MATERIAL TO PROCESS
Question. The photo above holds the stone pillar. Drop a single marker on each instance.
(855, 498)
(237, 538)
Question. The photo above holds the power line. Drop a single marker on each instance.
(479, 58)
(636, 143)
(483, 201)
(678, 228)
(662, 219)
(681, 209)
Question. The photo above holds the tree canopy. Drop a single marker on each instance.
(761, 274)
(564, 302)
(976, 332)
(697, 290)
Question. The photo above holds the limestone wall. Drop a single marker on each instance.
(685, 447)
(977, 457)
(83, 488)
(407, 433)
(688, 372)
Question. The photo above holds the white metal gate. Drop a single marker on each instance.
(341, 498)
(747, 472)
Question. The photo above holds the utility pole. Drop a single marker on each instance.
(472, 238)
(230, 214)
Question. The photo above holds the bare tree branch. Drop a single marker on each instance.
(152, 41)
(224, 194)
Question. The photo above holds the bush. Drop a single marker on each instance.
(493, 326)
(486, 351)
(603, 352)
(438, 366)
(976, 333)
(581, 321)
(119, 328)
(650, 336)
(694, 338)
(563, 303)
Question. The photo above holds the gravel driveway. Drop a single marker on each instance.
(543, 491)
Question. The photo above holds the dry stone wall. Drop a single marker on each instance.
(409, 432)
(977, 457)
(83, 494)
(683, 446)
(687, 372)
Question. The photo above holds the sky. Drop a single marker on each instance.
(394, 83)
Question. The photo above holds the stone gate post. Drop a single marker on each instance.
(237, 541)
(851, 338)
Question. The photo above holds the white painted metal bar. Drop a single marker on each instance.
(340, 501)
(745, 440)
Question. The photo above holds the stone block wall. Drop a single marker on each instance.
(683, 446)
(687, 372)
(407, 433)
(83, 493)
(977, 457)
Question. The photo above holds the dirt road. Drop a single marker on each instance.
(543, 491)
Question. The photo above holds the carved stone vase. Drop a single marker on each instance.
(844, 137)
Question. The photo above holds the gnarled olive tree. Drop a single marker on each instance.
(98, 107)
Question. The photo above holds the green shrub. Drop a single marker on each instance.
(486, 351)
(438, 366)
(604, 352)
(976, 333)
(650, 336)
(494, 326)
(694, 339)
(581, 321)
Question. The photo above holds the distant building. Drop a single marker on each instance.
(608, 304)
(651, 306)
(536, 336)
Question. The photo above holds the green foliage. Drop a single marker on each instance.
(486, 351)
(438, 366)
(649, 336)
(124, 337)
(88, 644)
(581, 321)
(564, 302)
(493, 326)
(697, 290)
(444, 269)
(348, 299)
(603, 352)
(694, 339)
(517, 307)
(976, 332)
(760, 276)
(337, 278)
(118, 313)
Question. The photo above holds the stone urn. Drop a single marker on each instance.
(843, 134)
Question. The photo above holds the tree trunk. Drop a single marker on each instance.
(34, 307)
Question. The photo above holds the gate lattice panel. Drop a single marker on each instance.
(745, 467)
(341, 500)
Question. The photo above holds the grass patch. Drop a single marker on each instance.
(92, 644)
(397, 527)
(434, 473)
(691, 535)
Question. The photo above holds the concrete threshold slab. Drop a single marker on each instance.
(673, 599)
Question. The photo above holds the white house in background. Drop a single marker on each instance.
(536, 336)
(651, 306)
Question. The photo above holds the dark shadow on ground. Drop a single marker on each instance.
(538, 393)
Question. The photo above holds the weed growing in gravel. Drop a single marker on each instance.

STATED EXERCISE
Retype the listing. Match it exactly.

RESPONSE
Question. The photo above holds the stone pillar. Drop a single marker on each instance.
(855, 498)
(237, 538)
Question. The photo above holds the power line. Drop a single marker on each instance.
(479, 58)
(636, 143)
(483, 201)
(678, 228)
(662, 219)
(681, 209)
Question. The photo above holds the tree canopy. Drop a single marker on each instance.
(761, 274)
(564, 302)
(976, 332)
(697, 290)
Question. The photo above holds the limestone wall. Drop a single marker on each instance.
(685, 447)
(977, 457)
(83, 488)
(407, 433)
(688, 372)
Question. The photo above holds the white metal gate. Drop a single marker on each instance.
(341, 498)
(747, 472)
Question. The photo above holds the utility pole. Drop a single marker on each instance.
(472, 238)
(230, 214)
Question. The photo above holds the bare tree branch. Drop a single marker on each instance.
(152, 41)
(224, 194)
Question. The photo above holds the bush. Drop a single marker on each instance.
(493, 326)
(486, 351)
(603, 352)
(438, 366)
(976, 333)
(581, 321)
(119, 328)
(650, 336)
(694, 338)
(563, 303)
Question. The photo above holds the gravel driveway. Drop a single marker on each instance.
(543, 491)
Question. The photo above holds the dry stone wall. Drop a single marker on each instance.
(409, 432)
(977, 457)
(83, 494)
(683, 446)
(687, 372)
Question. The photo above holds the sky. Drop a single marker on each instance.
(394, 83)
Question. The photo above holds the stone gate post. Drop a single marker on each instance.
(237, 541)
(851, 338)
Question. The photo above holds the white painted metal bar. Drop a single marker on each instance.
(340, 501)
(745, 440)
Question. The photo above holds the stone block wall. Drop a single marker on each instance.
(683, 446)
(687, 372)
(407, 433)
(83, 493)
(977, 457)
Question. The photo above holds the dirt road. Drop a single marker on each instance.
(543, 491)
Question. The photo above holds the carved stone vase. Drop a single marker on each instance.
(844, 137)
Question. The photo above holds the gnarled olive tree. Drop a single marker on each instance.
(98, 107)
Question. The photo above holds the green shrub. Drop a single marker on each instance.
(486, 351)
(438, 366)
(604, 352)
(976, 333)
(650, 336)
(494, 326)
(694, 339)
(581, 321)
Question. The photo above holds the distant building. Drop a single marker on each instance.
(608, 304)
(651, 306)
(536, 336)
Question. The photo above holds the green foliage. Drop a single marker on each instance.
(486, 351)
(438, 366)
(649, 336)
(124, 337)
(88, 644)
(581, 321)
(564, 302)
(493, 326)
(697, 290)
(444, 269)
(348, 299)
(603, 352)
(694, 339)
(517, 307)
(976, 332)
(760, 276)
(337, 278)
(118, 313)
Question. The photo above holds the stone urn. Drop a single marker on each instance.
(843, 134)
Question. The photo above holds the tree trunk. Drop a single marker on each instance.
(34, 307)
Question. The photo above holds the gate lattice panel. Drop a single marker on each instance.
(745, 467)
(341, 500)
Question. The photo above holds the grass patch. Drop a single marker on each instance.
(92, 644)
(397, 527)
(434, 473)
(691, 535)
Question. The photo above holds the concrete threshold slab. Drop a single marker on each instance.
(673, 599)
Question. The photo above holds the white house in background. Drop a single marker on each instance.
(536, 336)
(651, 306)
Question. The photo above holds the dark shadow on ground. Drop a single marker on each instance.
(538, 393)
Question. The photo above holds the weed growing in gravel. Drop a single marker on each instance.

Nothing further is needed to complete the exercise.